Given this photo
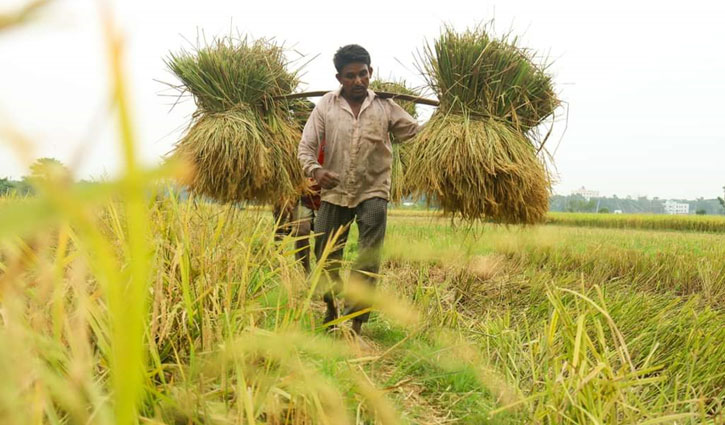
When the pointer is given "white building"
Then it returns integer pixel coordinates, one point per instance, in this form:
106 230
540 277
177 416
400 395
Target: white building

────────────────────

WHAT YOU WILL DO ::
Repeat the listing above word for word, omitting the pictures.

TASK ANSWER ::
Given this photo
When the pointer is given "white building"
Then it returns integer pixel coordinates, one point per instance, in this form:
106 230
540 277
177 416
400 395
Target: white building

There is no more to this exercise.